- Suas tarefas
A. No texto "La petite mort", liste, na ordem em que aparecem, os itens da enumeração separados por vírgula que ilustram o sentir-se útil.
B. Atualize as linhas dos dados da tarefa, do início delas até a linha que contém "point(362, 565)", com as duas pontas incluídas, trocando "yellow blouse" por "yellow shirt" e mantendo todo o resto igual. Deixe as imagens de fora da resposta.

- Trecho do documento
####

La petite mort

Têm dias que são esquisitos na gente. Isso todo mundo concorda. Sempre quando pergunto aos amigos como estão a resposta é positiva, mas ressalvada. Ser humano é suportar o peso da existência e até aí tudo bem também. Não acredito que tenham ou vão descobrir o mistério da vida, digo, de dar a ela propósito. O que se quer, que é também o que sempre prego como filosofia, é anestesiar-se. Com isso, entendo um escape que situe-se entre sentir-se útil e fugir da inutilidade também. São coisas com mesmo fim, porém de naturezas completamente diferentes.

Sentir-se útil fica mais no campo da adequação social. Então, estudar, trabalhar, casar, comprar casa, carro, ter filhos, ficar velho e amargo e morrer depois. Já o não tornar-se inútil é fuga de todo o anterior e do tédio. Parecem coisas antagônicas, não é? E são. Assim é porque os seres mais humanos não aceitam o julgo de sua liberdade engendrada no mundo que existe antes deles, e no segundo caso, é porque nossos instintos contribuem para a emancipação.

Ser vulgar não me interessa. Neste caso, a ordem das coisas como está posta me desagrada. Transgredir, no entanto, exige força muito grande. Só por isso já admiro os chamados loucos. Não sei se quisera enlouquecer, porém, acho artístico esse destacar-se da massa, coisa dos malucos. As penalidades de ser louco sabemos. Os desvios de conduta são punidos por nossa sociedade excessivamente moral, para não dizer fascista.

####

- Dados da tarefa
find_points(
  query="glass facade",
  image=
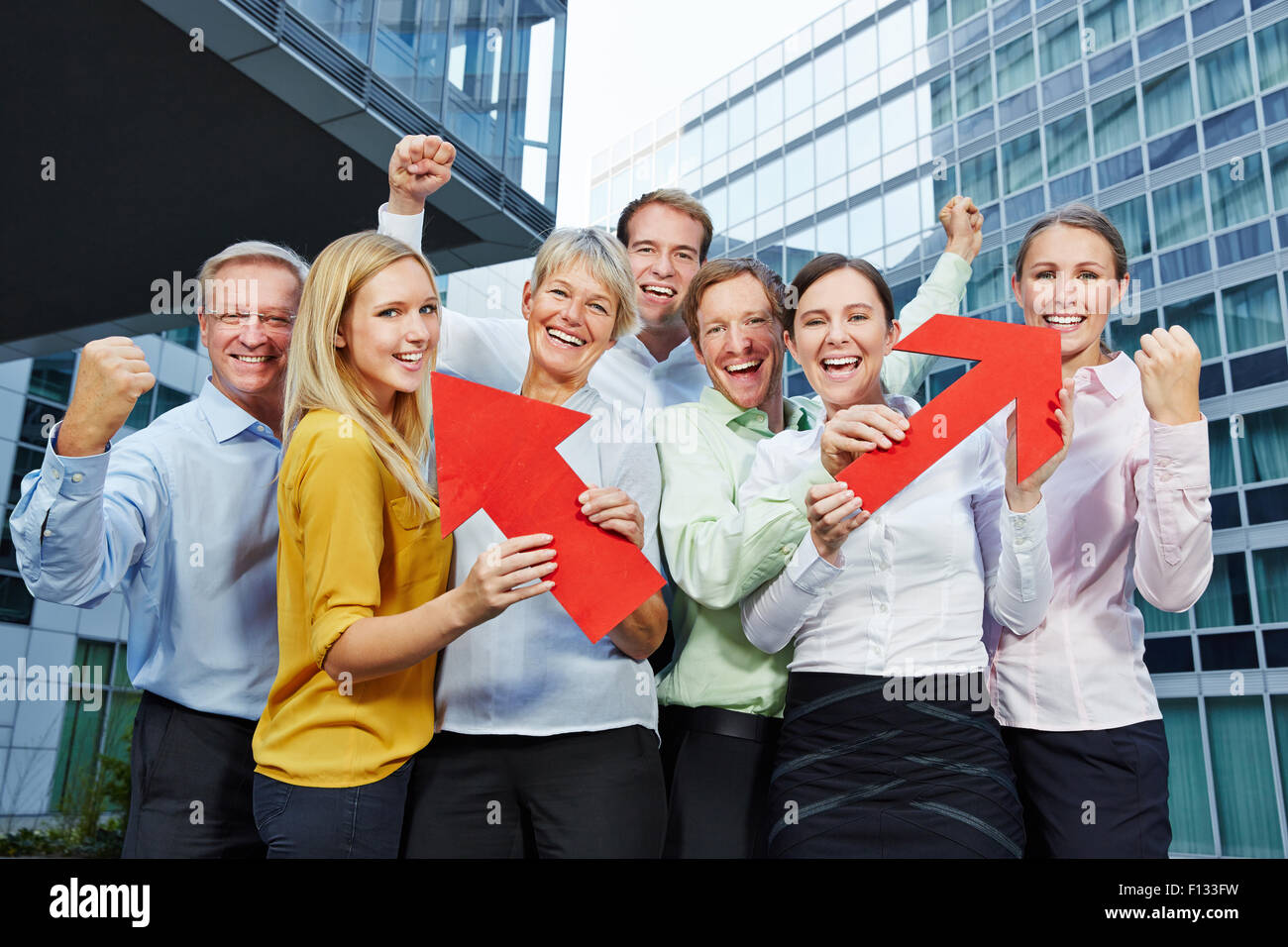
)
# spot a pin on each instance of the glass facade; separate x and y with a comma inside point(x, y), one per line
point(1170, 116)
point(490, 71)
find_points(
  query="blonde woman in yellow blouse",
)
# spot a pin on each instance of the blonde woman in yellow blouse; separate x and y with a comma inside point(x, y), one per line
point(362, 565)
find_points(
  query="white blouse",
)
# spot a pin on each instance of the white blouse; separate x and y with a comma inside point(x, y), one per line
point(909, 598)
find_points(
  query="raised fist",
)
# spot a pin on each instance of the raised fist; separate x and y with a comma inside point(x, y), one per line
point(112, 375)
point(419, 166)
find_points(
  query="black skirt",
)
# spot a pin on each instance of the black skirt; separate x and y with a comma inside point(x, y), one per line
point(892, 768)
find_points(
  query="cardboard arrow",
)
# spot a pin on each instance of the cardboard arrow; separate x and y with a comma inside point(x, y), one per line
point(496, 453)
point(1018, 364)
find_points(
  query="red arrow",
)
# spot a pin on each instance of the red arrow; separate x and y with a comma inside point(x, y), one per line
point(1018, 364)
point(496, 451)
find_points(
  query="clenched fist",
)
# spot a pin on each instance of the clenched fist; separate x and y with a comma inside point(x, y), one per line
point(419, 166)
point(1168, 361)
point(112, 375)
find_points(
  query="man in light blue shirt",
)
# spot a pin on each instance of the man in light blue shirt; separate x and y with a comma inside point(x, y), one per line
point(181, 517)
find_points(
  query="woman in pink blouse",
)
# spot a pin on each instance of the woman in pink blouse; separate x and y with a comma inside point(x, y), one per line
point(1128, 509)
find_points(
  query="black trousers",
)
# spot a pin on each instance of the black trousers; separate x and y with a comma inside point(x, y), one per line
point(1094, 793)
point(191, 789)
point(571, 795)
point(717, 764)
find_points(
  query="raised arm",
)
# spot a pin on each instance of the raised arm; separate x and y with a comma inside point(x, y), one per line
point(902, 372)
point(488, 351)
point(1173, 510)
point(89, 514)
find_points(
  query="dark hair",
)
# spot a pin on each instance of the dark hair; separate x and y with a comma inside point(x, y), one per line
point(828, 263)
point(1077, 215)
point(671, 197)
point(719, 270)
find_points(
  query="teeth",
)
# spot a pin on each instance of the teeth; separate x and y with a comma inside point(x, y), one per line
point(565, 337)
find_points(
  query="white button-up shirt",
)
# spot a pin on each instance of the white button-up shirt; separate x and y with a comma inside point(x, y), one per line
point(1128, 509)
point(910, 595)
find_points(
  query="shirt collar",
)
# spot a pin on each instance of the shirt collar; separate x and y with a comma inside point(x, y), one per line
point(1115, 375)
point(227, 420)
point(717, 405)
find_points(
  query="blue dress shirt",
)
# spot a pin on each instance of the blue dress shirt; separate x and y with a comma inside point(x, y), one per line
point(183, 517)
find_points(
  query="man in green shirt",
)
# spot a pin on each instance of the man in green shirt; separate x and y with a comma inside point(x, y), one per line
point(721, 697)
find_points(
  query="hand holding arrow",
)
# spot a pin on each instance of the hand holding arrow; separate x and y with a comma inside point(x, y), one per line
point(496, 451)
point(1018, 364)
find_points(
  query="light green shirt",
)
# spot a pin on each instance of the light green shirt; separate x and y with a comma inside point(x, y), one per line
point(716, 554)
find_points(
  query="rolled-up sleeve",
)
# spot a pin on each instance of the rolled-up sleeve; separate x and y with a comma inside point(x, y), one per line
point(340, 499)
point(1173, 515)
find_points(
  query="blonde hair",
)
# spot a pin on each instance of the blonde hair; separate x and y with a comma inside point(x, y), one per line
point(318, 375)
point(603, 257)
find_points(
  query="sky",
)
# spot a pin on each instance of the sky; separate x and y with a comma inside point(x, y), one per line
point(627, 62)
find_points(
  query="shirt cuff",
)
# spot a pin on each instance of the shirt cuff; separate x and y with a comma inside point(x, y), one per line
point(809, 571)
point(407, 228)
point(811, 475)
point(73, 476)
point(1179, 454)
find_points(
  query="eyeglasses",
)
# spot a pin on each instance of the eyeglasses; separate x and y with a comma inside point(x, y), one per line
point(271, 322)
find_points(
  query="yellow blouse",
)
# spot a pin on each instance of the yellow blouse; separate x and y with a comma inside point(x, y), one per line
point(352, 545)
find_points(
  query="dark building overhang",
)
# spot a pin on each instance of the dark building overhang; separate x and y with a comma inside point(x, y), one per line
point(130, 158)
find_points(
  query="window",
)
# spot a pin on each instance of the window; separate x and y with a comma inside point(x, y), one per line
point(1131, 218)
point(769, 184)
point(974, 86)
point(769, 106)
point(1016, 64)
point(1237, 191)
point(1179, 211)
point(1149, 12)
point(1108, 22)
point(1198, 317)
point(1222, 433)
point(742, 121)
point(1059, 43)
point(1273, 54)
point(1168, 101)
point(1021, 162)
point(1225, 602)
point(1270, 567)
point(979, 178)
point(1224, 76)
point(1263, 447)
point(829, 155)
point(1279, 174)
point(1115, 120)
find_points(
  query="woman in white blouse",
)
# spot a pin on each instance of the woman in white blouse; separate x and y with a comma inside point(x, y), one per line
point(1129, 510)
point(548, 744)
point(888, 745)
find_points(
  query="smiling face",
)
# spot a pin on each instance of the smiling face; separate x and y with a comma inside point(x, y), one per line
point(571, 318)
point(741, 346)
point(248, 364)
point(1068, 282)
point(390, 330)
point(664, 247)
point(841, 338)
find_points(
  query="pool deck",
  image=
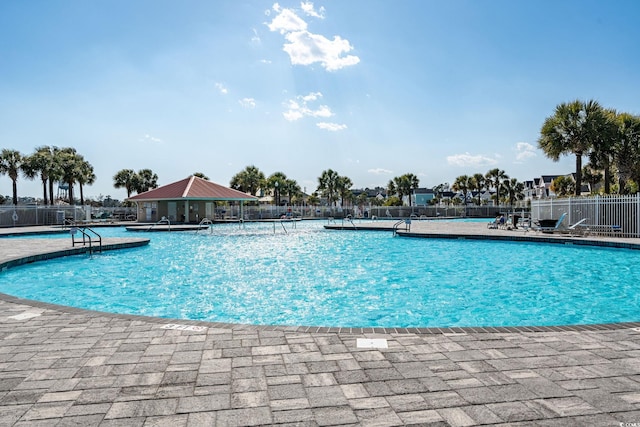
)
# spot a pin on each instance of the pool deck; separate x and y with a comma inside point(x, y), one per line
point(63, 366)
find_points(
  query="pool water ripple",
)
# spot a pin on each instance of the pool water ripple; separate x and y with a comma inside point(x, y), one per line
point(311, 276)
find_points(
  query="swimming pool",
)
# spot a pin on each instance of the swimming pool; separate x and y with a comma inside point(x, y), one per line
point(311, 276)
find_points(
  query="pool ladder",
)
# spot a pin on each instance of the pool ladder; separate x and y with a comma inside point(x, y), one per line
point(397, 225)
point(205, 221)
point(87, 233)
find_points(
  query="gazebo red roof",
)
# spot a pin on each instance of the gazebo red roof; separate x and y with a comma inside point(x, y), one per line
point(193, 188)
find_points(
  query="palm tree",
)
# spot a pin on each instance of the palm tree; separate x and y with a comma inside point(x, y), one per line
point(86, 176)
point(344, 189)
point(591, 176)
point(563, 186)
point(147, 180)
point(604, 141)
point(276, 183)
point(291, 189)
point(127, 179)
point(514, 190)
point(201, 175)
point(495, 177)
point(56, 172)
point(626, 156)
point(70, 166)
point(40, 162)
point(478, 183)
point(328, 184)
point(571, 130)
point(403, 185)
point(10, 164)
point(250, 180)
point(463, 183)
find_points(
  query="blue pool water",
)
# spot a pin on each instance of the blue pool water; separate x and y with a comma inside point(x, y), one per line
point(311, 276)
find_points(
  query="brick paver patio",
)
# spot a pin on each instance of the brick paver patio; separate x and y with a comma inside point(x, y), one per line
point(64, 366)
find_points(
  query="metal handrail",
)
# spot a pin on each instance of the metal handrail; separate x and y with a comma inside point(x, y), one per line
point(205, 221)
point(407, 225)
point(349, 219)
point(162, 221)
point(85, 236)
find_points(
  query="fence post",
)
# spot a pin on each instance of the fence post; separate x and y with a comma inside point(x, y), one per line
point(637, 214)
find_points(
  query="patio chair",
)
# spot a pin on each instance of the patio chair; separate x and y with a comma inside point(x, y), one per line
point(555, 228)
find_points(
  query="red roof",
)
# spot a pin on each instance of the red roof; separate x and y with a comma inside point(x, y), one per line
point(193, 188)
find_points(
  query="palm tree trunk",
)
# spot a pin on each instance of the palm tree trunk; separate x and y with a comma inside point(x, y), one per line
point(15, 192)
point(71, 201)
point(578, 174)
point(44, 191)
point(51, 191)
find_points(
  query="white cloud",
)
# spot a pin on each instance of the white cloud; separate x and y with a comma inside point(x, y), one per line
point(255, 39)
point(380, 171)
point(524, 151)
point(249, 103)
point(467, 159)
point(223, 90)
point(298, 108)
point(310, 11)
point(331, 126)
point(287, 21)
point(149, 138)
point(306, 48)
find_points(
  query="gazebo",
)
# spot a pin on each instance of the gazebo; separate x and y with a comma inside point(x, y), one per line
point(188, 201)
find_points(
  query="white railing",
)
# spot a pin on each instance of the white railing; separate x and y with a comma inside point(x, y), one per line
point(599, 211)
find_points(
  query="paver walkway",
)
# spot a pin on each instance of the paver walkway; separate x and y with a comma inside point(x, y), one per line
point(63, 366)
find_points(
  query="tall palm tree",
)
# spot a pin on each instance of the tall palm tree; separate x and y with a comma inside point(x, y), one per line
point(514, 190)
point(127, 179)
point(328, 183)
point(626, 156)
point(147, 180)
point(276, 183)
point(71, 168)
point(403, 185)
point(11, 162)
point(571, 130)
point(478, 183)
point(591, 176)
point(201, 175)
point(56, 172)
point(463, 183)
point(250, 180)
point(39, 163)
point(344, 189)
point(604, 138)
point(291, 189)
point(86, 176)
point(494, 178)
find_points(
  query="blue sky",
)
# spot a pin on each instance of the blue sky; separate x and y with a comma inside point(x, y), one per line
point(371, 89)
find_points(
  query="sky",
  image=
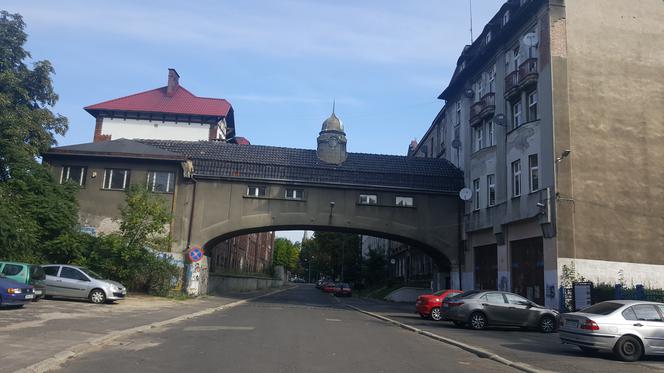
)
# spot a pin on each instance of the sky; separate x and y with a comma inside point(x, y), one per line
point(279, 63)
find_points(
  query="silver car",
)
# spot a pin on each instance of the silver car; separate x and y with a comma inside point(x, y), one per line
point(63, 280)
point(479, 309)
point(629, 328)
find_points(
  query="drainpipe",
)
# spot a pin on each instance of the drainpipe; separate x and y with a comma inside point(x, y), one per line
point(191, 212)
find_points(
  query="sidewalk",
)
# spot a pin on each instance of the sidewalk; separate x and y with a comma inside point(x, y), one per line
point(43, 329)
point(542, 351)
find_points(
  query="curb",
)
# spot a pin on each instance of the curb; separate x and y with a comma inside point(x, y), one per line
point(82, 348)
point(472, 349)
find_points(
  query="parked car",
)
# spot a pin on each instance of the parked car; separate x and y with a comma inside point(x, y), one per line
point(328, 287)
point(342, 289)
point(479, 309)
point(24, 273)
point(628, 328)
point(70, 281)
point(429, 305)
point(14, 293)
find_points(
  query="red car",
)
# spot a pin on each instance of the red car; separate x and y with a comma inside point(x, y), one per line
point(342, 289)
point(428, 305)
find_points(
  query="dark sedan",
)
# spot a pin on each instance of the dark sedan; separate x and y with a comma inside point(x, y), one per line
point(479, 309)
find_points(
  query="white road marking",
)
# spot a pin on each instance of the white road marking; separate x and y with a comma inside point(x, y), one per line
point(213, 328)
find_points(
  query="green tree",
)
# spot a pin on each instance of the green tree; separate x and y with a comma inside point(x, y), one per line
point(34, 209)
point(27, 124)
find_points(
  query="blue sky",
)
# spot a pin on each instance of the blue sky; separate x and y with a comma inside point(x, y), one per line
point(279, 63)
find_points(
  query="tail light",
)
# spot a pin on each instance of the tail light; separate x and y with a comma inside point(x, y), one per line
point(589, 325)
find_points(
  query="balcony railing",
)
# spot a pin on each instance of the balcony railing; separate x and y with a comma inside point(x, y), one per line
point(528, 72)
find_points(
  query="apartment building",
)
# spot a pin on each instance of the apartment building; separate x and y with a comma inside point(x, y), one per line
point(555, 115)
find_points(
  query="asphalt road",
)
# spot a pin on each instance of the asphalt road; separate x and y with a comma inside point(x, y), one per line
point(539, 350)
point(298, 330)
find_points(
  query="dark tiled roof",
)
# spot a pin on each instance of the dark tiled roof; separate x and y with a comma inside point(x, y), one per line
point(257, 162)
point(122, 148)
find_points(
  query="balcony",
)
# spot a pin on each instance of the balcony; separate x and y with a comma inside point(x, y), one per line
point(528, 73)
point(483, 108)
point(511, 84)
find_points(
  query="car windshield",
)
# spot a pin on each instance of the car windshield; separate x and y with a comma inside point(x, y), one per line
point(603, 308)
point(91, 273)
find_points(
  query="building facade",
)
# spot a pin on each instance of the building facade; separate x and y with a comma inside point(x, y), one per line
point(555, 116)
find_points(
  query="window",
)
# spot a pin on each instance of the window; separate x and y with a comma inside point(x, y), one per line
point(256, 191)
point(368, 199)
point(12, 269)
point(161, 182)
point(646, 312)
point(458, 110)
point(516, 114)
point(51, 270)
point(115, 179)
point(491, 189)
point(74, 174)
point(294, 193)
point(73, 273)
point(495, 298)
point(479, 136)
point(532, 106)
point(629, 314)
point(476, 192)
point(533, 172)
point(516, 178)
point(515, 299)
point(404, 201)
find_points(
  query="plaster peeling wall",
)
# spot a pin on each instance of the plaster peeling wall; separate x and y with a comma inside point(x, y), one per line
point(601, 271)
point(155, 129)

####

- Respostas por tarefa
A. estudar, trabalhar, casar, comprar casa, carro, ter filhos, ficar velho e amargo, morrer depois

B.
find_points(
  query="glass facade",
  image=
)
# spot a pin on each instance of the glass facade; separate x and y with a comma inside point(x, y), one per line
point(1170, 116)
point(490, 71)
find_points(
  query="blonde woman in yellow shirt",
)
# spot a pin on each instance of the blonde woman in yellow shirt; separate x and y with a comma inside point(x, y), one per line
point(362, 565)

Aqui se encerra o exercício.